### STATED EXERCISE A
Decide whether each statement below agrees with the faculty biographies, answering yes or no and quoting the words of the text that settle it: (i) Okediji received the Stanley V. Kinyon Award in 2013; (ii) Okediji served as Lead Expert Negotiator for the Government of South Africa; (iii) Okediji held a visiting research position at Duke University School of Law.

### EXCERPT
_ _ _ _ _

He is a Professor of International Law at Tsinghua University School of Law in Beijing, China. Prior to joining the faculty at Tsinghua Law School, he taught in the Department of Law at Peking University.
He served as Co-Chief Editor for the Chinese Yearbook of International Law and Vice President of the Chinese Society of International Law. He is widely published in both the English and Chinese languages.
Ruth Okediji
Course: International Intellectual Property and Development
Ruth L. Okediji is the William L. Prosser Professor of Law at the University of Minnesota Law School, where she teaches copyright, trademarks, contracts and international intellectual property law. In 2013 she was awarded the Stanley V. Kinyon Award for best tenured professor at the Law School. She is an internationally renowned expert on the relationship between developing and developed countries in the international intellectual property system, and on development issues related to the harmonization of intellectual property rights. She has written, lectured and published extensively on these topics in leading national and international legal journals. Her books Patent Law in Global Perspective (co-authored with Margo Bagley) and International Patent Law and Policy (co-authored with Margo Bagley and Jay Erstling) were published in 2013 by Oxford University Press and West Publishing respectively. Professor Okediji is also co-author of the leading copyright casebook Copyright in a Global Information Economy (with Cohen, Loren & O’Rourke, Aspen).
Professor Okediji has served on national committees and as an expert with several inter-governmental organizations. From 2011-2012, she was a member of the U.S. National Academies Science, Technology and Policy Committee on the Impact of Copyright Policy on Innovation in the Digital Era. In 2013, she was the Lead Expert Negotiator for the Government of Nigeria at the Diplomatic Conference to Conclude a Treaty to Facilitate Access to Published Works by Visually Impaired Persons and Persons with Print Disabilities. Professor Okediji has also served as an expert for the United Nations Development Program’s (UNDP) flagship project on Innovation, Culture, Biogenetic Resources, and Traditional Knowledge, and the United Nations Conference on Trade and Development (UNCTAD)-ICTSD Capacity Building Project on Intellectual Property Rights and Sustainable Development. She has led expert teams on technical assistance projects in Sub-Saharan Africa and the Caribbean, including serving as a TRIPS Advisor to member countries in the South African Development Cooperation (SADC) under the auspices of the Commercial Law Development Program, U.S. Department of Commerce.
Professor Okediji is a member of the New York Bar Association, the American Bar Association and is the Vice President of the Order of the Coif. She is the past-Chair of the Section of Law and Computers for the American Association of Law Schools, and past-Chair of the Section on Intellectual Property. She has held visiting research positions at Harvard Law School and the Max Planck Institute for International and Comparative Patent, Copyright, Trademark and Unfair Competition Law in Munich, Germany. She has taught at Duke University School of Law, Emory Law School, the University of Haifa Law School (Israel), the University of St. Thomas School of Law, and University of Tilburg Law School (Netherlands).

_ _ _ _ _

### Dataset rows
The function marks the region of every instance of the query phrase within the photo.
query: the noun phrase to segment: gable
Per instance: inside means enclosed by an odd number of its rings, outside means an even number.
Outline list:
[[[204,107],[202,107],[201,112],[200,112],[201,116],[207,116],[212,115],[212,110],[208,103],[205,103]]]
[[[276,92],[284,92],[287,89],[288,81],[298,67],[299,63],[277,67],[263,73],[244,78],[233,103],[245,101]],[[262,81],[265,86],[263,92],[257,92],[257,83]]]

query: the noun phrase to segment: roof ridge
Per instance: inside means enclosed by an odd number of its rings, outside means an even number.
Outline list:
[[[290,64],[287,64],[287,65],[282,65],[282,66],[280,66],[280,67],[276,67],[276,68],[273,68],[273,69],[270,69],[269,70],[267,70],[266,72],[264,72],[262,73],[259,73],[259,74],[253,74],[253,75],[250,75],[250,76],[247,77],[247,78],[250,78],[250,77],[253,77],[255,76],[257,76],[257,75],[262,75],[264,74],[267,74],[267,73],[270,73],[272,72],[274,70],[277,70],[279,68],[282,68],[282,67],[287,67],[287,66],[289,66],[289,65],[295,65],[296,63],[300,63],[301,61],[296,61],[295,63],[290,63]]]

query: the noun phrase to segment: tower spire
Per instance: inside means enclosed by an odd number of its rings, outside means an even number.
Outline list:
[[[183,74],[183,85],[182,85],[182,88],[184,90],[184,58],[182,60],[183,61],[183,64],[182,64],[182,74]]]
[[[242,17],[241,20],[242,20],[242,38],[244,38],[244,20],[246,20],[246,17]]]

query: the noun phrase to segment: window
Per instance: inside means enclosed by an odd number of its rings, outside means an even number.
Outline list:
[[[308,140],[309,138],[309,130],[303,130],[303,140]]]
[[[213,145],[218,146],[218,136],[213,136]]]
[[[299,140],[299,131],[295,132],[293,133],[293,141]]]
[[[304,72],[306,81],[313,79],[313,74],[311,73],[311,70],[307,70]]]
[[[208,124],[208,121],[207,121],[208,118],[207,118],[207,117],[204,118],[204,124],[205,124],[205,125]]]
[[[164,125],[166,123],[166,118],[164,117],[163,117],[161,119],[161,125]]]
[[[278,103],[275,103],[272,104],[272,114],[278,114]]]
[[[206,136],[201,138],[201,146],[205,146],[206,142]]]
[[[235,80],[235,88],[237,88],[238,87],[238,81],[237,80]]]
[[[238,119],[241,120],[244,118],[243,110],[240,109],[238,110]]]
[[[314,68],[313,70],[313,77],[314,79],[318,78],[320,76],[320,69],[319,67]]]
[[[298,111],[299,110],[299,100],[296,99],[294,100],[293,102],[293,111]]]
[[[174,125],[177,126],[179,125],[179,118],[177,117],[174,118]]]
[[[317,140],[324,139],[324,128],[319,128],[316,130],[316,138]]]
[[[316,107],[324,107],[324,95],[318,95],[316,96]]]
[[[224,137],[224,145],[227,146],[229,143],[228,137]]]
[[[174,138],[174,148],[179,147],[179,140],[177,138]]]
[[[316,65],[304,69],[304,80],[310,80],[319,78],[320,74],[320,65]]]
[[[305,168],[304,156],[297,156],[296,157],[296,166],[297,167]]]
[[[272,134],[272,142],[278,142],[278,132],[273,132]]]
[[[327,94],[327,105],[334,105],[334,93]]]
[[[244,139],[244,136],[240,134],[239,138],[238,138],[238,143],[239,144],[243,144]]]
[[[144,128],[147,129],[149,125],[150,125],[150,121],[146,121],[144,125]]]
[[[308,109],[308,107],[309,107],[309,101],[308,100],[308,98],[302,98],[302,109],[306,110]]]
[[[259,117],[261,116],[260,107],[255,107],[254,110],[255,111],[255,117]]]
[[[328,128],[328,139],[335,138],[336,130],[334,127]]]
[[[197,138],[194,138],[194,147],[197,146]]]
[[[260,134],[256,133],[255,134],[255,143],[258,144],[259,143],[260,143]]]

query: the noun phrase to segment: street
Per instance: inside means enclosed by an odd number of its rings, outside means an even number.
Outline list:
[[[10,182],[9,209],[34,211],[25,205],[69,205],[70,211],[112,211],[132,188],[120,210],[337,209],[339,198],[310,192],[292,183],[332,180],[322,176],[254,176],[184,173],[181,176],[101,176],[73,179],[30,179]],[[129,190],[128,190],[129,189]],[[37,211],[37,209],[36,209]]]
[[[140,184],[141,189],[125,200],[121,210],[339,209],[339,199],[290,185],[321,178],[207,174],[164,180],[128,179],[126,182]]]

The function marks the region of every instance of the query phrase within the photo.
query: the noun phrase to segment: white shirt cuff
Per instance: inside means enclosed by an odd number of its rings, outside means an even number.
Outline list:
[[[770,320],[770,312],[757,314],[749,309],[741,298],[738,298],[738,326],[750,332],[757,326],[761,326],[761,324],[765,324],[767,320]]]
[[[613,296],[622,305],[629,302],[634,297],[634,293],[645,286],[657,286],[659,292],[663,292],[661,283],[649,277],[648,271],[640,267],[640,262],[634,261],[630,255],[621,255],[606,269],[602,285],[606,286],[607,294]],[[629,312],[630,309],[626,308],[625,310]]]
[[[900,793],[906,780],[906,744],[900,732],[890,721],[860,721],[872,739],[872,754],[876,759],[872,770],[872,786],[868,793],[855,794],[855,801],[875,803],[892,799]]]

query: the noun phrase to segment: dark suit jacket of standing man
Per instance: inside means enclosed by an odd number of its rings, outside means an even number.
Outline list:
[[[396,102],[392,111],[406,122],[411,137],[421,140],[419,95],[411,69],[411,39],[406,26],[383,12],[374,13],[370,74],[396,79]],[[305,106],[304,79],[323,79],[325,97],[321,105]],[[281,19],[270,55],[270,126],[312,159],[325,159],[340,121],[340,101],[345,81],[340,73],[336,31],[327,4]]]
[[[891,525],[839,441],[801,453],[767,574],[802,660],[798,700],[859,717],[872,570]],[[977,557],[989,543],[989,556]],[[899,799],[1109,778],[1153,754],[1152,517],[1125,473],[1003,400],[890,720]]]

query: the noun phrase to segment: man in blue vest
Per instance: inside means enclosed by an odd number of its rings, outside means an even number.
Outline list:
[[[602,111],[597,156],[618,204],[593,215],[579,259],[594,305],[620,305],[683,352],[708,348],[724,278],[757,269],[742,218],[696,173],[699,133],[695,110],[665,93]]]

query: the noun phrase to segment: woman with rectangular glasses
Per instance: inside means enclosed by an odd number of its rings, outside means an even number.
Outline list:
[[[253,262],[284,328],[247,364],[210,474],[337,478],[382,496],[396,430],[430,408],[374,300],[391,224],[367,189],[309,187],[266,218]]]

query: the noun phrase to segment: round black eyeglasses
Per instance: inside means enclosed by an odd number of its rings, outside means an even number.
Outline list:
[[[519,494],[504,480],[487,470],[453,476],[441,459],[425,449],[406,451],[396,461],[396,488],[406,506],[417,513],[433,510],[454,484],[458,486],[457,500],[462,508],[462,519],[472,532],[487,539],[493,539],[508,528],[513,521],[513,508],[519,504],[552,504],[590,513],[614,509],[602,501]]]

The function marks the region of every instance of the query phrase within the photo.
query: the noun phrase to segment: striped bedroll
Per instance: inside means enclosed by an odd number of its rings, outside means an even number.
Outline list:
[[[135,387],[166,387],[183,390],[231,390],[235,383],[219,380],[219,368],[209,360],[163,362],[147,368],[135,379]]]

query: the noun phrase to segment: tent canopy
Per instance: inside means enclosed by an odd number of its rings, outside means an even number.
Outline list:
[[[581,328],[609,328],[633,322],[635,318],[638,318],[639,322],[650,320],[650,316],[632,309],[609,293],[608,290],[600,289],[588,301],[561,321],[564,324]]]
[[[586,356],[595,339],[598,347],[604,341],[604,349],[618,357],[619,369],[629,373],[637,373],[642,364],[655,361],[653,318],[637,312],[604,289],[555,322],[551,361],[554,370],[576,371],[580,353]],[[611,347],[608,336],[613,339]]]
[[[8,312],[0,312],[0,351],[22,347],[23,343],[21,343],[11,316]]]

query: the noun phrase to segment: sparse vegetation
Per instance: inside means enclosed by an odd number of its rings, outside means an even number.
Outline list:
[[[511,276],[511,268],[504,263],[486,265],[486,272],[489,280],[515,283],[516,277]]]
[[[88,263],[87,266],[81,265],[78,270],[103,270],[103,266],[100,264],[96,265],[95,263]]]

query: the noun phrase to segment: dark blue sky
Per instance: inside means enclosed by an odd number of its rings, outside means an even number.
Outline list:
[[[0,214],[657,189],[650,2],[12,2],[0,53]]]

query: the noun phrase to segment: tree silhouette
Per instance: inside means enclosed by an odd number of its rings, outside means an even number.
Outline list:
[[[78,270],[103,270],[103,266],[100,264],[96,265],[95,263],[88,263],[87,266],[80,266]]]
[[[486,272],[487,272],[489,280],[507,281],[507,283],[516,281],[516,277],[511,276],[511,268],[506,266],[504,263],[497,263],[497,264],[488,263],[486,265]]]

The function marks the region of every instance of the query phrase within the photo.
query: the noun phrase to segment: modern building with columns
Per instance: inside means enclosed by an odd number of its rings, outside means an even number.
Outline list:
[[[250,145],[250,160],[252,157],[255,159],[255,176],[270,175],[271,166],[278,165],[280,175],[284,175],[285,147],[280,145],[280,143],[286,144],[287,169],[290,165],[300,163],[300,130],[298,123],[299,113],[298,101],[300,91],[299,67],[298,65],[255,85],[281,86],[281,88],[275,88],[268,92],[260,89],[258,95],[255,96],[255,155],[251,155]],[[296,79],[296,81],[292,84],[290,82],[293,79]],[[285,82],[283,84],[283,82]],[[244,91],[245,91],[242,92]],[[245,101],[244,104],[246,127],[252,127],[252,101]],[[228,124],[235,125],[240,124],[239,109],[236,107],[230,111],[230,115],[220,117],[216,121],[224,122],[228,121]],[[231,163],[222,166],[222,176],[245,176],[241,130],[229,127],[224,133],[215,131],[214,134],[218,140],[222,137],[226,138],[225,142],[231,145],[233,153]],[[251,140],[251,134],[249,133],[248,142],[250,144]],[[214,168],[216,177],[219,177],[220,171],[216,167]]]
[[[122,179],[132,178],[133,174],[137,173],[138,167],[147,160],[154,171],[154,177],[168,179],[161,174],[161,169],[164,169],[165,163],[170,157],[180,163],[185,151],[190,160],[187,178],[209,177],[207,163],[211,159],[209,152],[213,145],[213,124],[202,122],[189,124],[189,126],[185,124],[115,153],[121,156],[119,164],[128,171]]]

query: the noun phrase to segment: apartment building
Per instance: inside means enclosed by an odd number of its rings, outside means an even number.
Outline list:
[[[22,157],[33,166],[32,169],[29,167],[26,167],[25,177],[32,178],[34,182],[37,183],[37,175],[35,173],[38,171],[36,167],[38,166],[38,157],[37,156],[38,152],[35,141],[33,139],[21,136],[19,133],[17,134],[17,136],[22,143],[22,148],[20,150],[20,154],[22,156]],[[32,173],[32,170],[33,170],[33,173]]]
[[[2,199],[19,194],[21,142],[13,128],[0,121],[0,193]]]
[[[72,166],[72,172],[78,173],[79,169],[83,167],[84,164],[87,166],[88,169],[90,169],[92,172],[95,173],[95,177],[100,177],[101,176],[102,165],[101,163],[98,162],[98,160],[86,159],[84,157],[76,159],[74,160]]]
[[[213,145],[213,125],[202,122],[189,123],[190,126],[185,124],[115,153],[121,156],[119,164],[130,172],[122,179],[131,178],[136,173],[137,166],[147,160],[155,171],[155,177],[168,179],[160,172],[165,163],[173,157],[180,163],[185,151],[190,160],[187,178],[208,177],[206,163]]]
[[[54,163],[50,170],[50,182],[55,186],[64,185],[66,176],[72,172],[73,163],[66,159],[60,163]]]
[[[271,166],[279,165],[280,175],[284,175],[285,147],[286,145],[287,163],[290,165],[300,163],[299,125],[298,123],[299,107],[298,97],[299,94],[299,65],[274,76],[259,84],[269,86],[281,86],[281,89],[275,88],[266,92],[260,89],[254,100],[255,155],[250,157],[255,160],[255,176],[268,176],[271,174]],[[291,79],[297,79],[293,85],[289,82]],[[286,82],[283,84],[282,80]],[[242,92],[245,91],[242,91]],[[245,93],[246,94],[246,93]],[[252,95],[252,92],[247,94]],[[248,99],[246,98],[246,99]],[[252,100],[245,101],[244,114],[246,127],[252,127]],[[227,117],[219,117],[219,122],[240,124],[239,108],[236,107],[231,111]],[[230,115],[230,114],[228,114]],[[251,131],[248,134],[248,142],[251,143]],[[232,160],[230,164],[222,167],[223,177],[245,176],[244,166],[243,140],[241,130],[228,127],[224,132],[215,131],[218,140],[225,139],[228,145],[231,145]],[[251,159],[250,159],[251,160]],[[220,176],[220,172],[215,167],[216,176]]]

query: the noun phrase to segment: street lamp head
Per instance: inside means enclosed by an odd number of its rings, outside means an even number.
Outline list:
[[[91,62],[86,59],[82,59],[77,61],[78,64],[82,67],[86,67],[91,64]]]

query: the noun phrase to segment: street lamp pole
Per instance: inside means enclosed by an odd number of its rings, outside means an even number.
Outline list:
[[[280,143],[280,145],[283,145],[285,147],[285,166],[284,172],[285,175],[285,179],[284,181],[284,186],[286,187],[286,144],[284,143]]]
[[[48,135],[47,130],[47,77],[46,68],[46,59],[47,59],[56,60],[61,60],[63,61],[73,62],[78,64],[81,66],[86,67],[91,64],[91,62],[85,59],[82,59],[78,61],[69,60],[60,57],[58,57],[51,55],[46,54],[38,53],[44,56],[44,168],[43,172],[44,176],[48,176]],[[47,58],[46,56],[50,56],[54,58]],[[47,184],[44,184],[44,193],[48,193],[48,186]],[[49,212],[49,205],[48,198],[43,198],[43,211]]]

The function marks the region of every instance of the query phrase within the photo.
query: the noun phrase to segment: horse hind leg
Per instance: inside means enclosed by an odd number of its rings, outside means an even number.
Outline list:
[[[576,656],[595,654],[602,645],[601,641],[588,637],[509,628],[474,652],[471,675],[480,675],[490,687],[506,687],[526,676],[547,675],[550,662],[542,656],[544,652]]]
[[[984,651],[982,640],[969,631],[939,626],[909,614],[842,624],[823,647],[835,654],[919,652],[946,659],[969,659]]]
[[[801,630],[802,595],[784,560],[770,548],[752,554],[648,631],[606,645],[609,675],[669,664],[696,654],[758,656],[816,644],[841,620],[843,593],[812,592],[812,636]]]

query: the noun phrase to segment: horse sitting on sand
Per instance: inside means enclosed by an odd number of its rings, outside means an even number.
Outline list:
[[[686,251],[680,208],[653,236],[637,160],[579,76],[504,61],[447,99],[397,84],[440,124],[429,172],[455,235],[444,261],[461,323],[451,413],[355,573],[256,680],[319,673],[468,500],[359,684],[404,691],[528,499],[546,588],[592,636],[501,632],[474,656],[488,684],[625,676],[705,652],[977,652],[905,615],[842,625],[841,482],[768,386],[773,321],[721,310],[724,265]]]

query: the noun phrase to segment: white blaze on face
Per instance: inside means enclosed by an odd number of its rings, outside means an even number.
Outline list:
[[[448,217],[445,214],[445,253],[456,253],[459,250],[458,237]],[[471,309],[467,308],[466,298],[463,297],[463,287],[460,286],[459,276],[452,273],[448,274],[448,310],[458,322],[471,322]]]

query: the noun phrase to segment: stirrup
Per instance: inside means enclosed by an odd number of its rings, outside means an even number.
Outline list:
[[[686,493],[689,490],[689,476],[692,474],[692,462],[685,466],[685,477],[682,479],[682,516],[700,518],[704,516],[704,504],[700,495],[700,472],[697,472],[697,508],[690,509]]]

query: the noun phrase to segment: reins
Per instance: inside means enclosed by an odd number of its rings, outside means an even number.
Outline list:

_ _ _ _ _

### STATED EXERCISE B
Identify every line of the records above that contains the string "blue", and copy each such line. Case counts.

### WRITTEN SOLUTION A
(i) Yes: "In 2013 she was awarded the Stanley V. Kinyon Award for best tenured professor at the Law School."
(ii) No: "In 2013, she was the Lead Expert Negotiator for the Government of Nigeria"
(iii) No: "She has held visiting research positions at Harvard Law School and the Max Planck Institute for International and Comparative Patent, Copyright, Trademark and Unfair Competition Law in Munich, Germany."

### WRITTEN SOLUTION B
query: the noun phrase to segment: man in blue vest
query: the noun phrase to segment: dark blue sky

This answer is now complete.